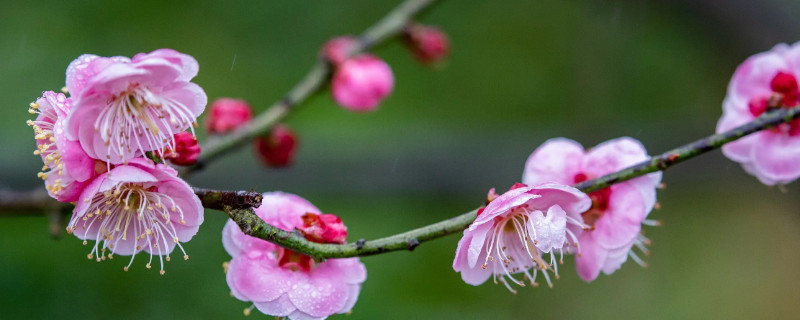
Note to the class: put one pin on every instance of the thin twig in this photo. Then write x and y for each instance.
(37, 202)
(392, 24)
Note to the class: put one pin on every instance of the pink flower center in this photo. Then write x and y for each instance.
(785, 84)
(599, 201)
(129, 210)
(138, 119)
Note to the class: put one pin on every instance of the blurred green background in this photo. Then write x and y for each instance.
(520, 72)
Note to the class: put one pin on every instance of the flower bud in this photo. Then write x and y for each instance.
(324, 228)
(278, 148)
(337, 49)
(361, 83)
(186, 150)
(227, 115)
(427, 43)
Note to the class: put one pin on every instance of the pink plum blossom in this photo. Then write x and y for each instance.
(516, 229)
(226, 115)
(186, 149)
(617, 212)
(141, 206)
(361, 83)
(284, 283)
(67, 168)
(337, 50)
(427, 43)
(765, 80)
(124, 107)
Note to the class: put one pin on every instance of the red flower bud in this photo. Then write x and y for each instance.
(226, 115)
(186, 150)
(324, 228)
(278, 148)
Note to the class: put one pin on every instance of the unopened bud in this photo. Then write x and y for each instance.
(361, 83)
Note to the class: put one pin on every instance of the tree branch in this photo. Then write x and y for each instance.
(251, 225)
(392, 24)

**What you have to do**
The answer should be exactly the lines from the one that contains "the pink plum" through the end of the entries, both ends included, and nothing besides.

**Written answer**
Note to the class: put one pin on every instance of the pink plum blossom in this photo. Then write x and y for each instance.
(516, 229)
(226, 115)
(186, 149)
(617, 212)
(141, 206)
(361, 83)
(284, 283)
(67, 168)
(337, 50)
(427, 43)
(765, 80)
(124, 107)
Note to the class: put one pin on every instance of the red flower bud in this photo. Then write x and y for each instance.
(226, 115)
(186, 150)
(324, 228)
(278, 148)
Note to the class: put one pin on every instance of the unopened bud in this photo. Then write x and y for each instance.
(361, 83)
Note to the class: put one pin on every instance of the tree branch in this photo. Then write x and y for each instance.
(251, 225)
(392, 24)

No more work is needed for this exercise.